To-day’s short story is from the same anthology as yesterday’s, M. Szereto’s Getting even: Revenge stories. Tony Fennelly has a funny story about killing an Aries (“How to kill an Aries”) using his self-centeredness and recklessness against him. It’s funny if only because I know people like this (I wonder when they were born as I have some curiosity in astrology even though I do not [want to] believe.)
My main issue with this story and much contemporary fiction in general is that authors tend to neglect buyer’s remorse (the mechanics of desire.) Plans are put into place and they come to fruition. Sometimes there are unintended consequences but these effects are about the contingent and precarious nature of living and acting socially. While these questions are valuable, an even more valuable question is the remorse people feel when they actually get what they want. Thomas Jefferson once said, “the best way to convince someone they are wrong is to let them have their way.”
The main character in this story is happy when her plan comes to fruition. She just killed her husband and while her life will be better off for it, she should, while still in the hospital, be struck with a sense of loss and “what now?”

- PROBLEMS TO WORK ON
a - In the post about the revenge short story:
(i) Which anthology does the story come from?
(ii) What does the writer say authors of much contemporary fiction tend to neglect?
(iii) Whom did the story's main character kill?
b - How would this sentence from the post about the revenge short story read in Spanish: "The main character in this story is happy when her plan comes to fruition."?

- INFORMATION SHOWN
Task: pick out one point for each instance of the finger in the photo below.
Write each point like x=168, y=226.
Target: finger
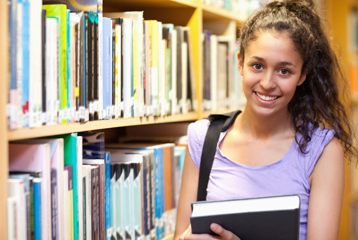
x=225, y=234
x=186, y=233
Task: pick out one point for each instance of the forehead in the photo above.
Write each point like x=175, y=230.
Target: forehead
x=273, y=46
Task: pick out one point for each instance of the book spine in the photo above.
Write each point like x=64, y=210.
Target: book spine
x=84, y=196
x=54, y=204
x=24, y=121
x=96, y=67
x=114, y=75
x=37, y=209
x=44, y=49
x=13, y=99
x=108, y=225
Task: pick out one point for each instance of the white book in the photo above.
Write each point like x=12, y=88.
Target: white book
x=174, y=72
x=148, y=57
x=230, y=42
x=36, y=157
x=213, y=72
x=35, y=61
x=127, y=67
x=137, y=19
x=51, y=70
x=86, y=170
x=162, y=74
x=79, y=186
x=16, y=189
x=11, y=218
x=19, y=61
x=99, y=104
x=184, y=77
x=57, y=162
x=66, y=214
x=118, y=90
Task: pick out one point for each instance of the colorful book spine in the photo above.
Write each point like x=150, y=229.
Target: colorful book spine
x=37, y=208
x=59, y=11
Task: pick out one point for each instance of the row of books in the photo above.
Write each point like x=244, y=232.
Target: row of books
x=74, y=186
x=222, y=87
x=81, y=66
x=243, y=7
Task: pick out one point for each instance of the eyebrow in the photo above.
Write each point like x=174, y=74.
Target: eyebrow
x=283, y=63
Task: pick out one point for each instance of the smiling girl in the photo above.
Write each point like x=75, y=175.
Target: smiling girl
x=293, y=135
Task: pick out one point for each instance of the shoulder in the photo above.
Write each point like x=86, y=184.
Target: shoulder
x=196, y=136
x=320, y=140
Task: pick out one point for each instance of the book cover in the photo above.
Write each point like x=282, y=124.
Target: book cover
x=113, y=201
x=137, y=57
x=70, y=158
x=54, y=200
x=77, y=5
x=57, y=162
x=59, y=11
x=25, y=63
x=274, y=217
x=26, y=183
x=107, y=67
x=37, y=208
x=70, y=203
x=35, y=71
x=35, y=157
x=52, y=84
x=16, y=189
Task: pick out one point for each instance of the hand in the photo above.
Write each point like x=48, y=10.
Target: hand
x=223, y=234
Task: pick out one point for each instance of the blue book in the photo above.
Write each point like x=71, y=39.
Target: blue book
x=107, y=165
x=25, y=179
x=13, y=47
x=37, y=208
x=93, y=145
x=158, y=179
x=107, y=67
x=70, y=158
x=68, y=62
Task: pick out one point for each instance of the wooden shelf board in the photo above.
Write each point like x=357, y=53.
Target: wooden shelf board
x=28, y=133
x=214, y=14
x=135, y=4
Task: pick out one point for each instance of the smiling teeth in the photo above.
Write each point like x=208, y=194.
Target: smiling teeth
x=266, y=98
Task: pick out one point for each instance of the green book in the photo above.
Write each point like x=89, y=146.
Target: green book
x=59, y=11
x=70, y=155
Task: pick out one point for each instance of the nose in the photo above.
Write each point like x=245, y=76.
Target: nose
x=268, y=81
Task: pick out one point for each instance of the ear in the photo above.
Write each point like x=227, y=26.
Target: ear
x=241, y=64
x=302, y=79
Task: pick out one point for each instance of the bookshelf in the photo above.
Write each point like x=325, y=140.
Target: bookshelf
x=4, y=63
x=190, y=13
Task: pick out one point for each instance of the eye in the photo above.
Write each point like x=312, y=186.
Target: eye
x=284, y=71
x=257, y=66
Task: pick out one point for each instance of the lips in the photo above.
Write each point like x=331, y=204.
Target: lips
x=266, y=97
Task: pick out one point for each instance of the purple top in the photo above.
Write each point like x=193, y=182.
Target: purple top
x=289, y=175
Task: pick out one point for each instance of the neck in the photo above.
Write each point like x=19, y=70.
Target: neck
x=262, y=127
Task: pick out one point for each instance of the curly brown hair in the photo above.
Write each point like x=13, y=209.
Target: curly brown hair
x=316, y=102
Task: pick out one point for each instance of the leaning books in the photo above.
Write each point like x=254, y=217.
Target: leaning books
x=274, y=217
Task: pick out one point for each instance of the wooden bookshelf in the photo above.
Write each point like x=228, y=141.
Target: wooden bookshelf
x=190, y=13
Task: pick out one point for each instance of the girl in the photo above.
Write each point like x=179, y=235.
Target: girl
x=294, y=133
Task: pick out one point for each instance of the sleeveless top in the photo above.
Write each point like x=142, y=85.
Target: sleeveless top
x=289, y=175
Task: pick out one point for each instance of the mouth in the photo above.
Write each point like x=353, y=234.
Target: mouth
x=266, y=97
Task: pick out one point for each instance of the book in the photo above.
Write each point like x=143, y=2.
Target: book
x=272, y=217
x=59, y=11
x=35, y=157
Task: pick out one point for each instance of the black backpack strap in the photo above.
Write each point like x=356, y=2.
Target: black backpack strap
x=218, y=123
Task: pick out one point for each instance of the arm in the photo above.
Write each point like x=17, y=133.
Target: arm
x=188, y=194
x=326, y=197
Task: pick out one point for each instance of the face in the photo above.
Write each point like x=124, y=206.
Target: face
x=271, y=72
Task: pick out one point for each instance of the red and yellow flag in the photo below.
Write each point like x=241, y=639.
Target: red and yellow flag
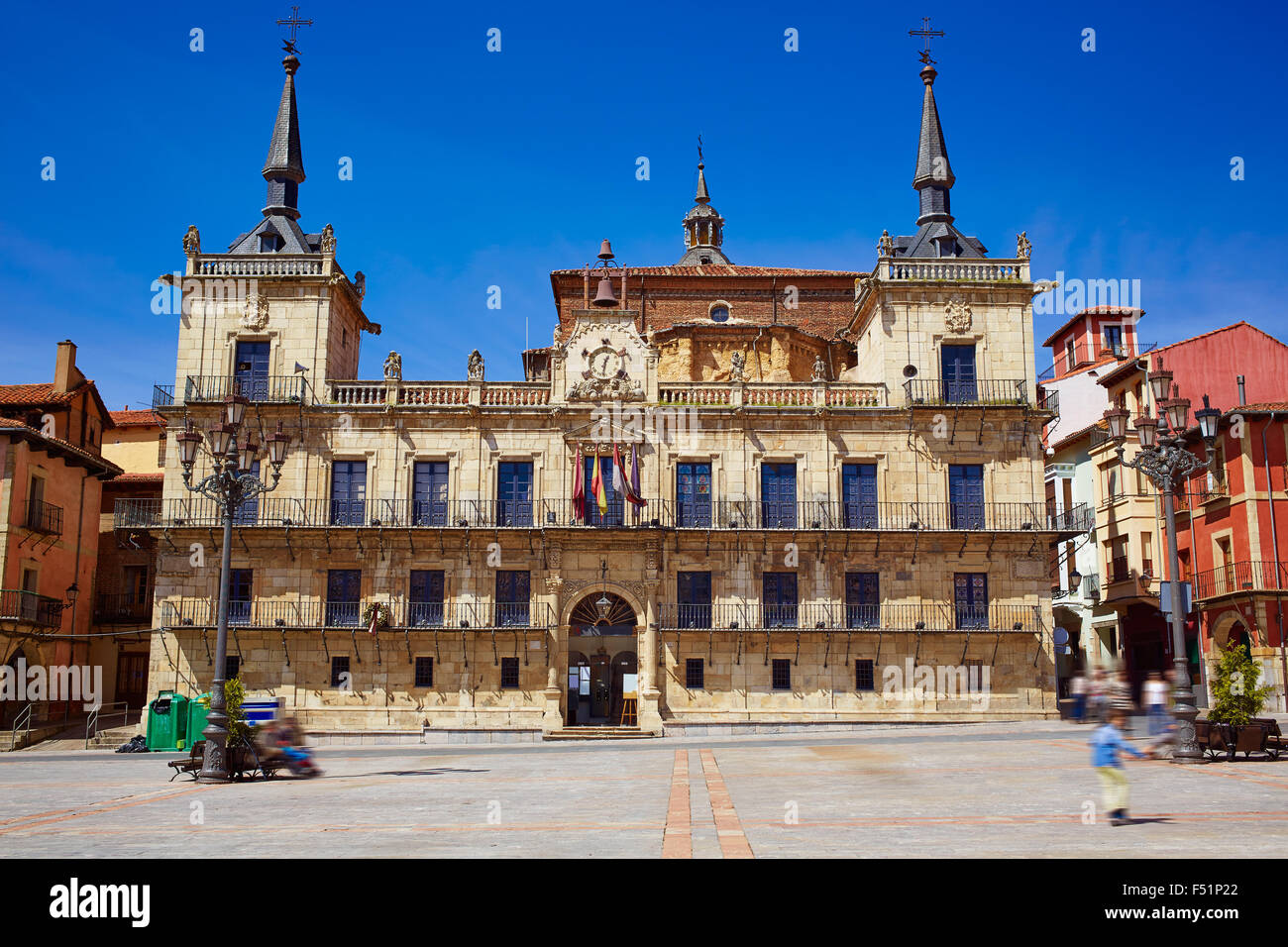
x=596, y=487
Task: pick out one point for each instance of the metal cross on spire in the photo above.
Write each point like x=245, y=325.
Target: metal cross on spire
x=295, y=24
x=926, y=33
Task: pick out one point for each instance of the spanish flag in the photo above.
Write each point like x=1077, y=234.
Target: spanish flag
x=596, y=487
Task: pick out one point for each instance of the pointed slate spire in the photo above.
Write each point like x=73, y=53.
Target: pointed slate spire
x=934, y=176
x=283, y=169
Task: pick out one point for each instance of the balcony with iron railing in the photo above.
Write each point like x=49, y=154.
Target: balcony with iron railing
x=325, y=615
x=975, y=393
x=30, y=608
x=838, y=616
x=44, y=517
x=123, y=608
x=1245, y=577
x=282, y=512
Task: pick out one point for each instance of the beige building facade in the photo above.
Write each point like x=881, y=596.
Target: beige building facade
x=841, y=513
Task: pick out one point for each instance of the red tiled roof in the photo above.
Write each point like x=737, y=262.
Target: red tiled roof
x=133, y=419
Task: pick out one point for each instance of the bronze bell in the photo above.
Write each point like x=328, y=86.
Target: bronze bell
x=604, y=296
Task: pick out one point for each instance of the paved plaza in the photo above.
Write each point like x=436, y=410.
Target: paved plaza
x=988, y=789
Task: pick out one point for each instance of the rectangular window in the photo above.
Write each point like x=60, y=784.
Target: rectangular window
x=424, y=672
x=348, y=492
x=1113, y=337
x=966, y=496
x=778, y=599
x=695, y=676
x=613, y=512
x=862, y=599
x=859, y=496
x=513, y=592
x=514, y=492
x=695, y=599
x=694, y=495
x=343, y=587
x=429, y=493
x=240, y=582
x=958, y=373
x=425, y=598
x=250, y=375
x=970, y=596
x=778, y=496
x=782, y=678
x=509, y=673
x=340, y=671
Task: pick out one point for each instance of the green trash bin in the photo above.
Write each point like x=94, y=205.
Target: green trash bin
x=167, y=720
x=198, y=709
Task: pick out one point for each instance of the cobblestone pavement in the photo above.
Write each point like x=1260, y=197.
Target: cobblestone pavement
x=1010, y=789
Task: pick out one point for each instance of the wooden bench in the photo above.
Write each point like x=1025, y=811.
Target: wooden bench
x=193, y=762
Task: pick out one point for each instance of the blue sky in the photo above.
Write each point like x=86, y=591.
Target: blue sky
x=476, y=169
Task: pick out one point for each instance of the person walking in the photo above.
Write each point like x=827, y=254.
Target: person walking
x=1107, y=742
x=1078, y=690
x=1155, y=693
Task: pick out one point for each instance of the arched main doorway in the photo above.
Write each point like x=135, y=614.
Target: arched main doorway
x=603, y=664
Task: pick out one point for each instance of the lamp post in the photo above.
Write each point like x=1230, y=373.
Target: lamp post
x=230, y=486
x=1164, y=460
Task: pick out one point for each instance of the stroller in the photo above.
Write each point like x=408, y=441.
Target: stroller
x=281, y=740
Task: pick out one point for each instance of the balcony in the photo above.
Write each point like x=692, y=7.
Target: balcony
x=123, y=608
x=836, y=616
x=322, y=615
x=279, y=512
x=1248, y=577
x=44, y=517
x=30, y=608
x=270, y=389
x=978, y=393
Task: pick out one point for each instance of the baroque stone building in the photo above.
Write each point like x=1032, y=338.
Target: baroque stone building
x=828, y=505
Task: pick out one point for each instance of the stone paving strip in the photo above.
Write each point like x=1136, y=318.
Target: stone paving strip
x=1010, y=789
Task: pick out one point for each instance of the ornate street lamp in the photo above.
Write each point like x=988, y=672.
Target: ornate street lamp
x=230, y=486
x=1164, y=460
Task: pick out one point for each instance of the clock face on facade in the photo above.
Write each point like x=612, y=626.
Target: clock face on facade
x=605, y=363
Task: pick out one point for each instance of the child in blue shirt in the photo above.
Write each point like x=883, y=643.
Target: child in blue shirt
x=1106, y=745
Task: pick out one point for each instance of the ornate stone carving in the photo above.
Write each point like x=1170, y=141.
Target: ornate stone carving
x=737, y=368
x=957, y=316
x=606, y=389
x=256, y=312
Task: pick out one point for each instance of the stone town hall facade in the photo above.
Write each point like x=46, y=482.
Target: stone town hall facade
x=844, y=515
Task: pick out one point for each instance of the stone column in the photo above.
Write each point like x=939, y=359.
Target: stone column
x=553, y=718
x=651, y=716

...

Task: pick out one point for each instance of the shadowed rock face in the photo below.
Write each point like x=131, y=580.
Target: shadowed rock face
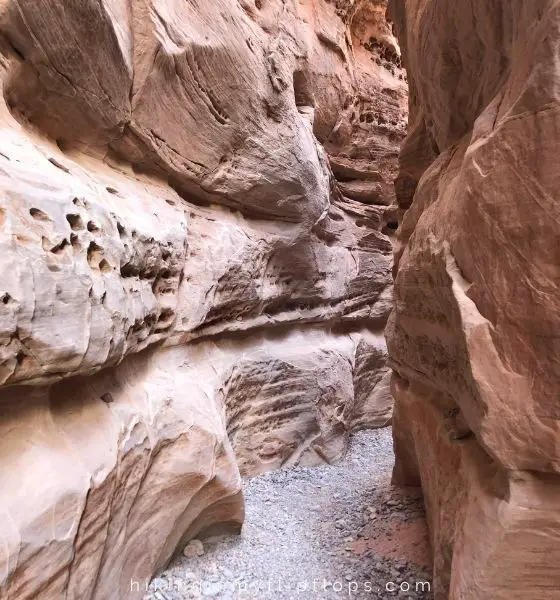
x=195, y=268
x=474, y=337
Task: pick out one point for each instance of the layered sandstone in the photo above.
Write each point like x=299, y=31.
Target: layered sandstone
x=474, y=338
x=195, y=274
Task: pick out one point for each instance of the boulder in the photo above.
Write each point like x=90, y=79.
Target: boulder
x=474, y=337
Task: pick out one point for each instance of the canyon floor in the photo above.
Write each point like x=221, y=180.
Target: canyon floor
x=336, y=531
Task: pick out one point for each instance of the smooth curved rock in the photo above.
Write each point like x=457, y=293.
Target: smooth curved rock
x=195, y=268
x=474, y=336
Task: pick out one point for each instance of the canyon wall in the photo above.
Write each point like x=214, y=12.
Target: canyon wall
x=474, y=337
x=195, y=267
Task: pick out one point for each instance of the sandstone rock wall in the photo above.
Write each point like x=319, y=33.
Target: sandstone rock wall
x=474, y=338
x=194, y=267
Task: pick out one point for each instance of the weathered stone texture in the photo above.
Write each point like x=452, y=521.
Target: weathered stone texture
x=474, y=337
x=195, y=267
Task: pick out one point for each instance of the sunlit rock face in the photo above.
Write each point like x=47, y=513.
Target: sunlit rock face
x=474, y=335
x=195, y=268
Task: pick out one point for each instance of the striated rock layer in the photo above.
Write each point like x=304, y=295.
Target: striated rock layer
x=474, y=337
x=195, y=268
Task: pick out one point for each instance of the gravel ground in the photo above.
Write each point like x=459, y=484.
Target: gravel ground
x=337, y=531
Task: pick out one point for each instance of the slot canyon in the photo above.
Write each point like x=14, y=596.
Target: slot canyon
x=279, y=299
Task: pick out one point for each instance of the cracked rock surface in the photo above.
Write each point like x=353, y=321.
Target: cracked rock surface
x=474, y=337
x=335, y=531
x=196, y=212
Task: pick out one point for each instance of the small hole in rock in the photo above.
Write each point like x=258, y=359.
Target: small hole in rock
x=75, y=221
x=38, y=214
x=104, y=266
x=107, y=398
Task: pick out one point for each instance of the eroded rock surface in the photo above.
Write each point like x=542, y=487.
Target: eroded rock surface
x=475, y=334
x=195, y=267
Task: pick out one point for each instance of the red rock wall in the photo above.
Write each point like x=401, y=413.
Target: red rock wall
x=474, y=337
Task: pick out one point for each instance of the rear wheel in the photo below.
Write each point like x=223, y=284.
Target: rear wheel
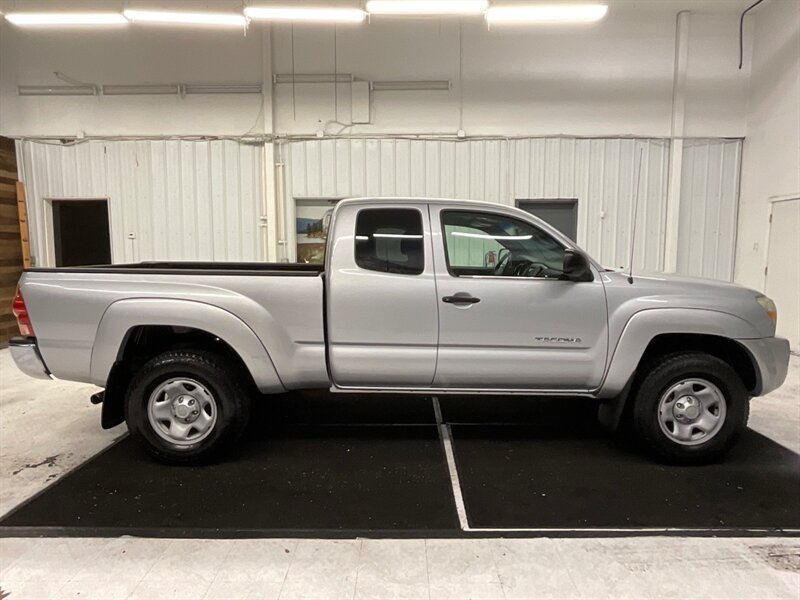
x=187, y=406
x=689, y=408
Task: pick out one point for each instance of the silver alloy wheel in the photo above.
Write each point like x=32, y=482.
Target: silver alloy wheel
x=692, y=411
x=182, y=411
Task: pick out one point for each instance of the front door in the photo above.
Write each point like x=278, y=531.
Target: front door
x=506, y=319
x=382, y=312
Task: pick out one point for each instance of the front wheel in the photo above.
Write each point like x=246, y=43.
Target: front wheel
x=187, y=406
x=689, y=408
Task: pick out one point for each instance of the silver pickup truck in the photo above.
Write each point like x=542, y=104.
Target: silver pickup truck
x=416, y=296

- ANSWERS GIVEN
a -
(i) M. Szereto's Getting even: Revenge stories
(ii) Buyer's remorse (the mechanics of desire)
(iii) Her husband

b - La protagonista de este relato está feliz cuando su plan se hace realidad.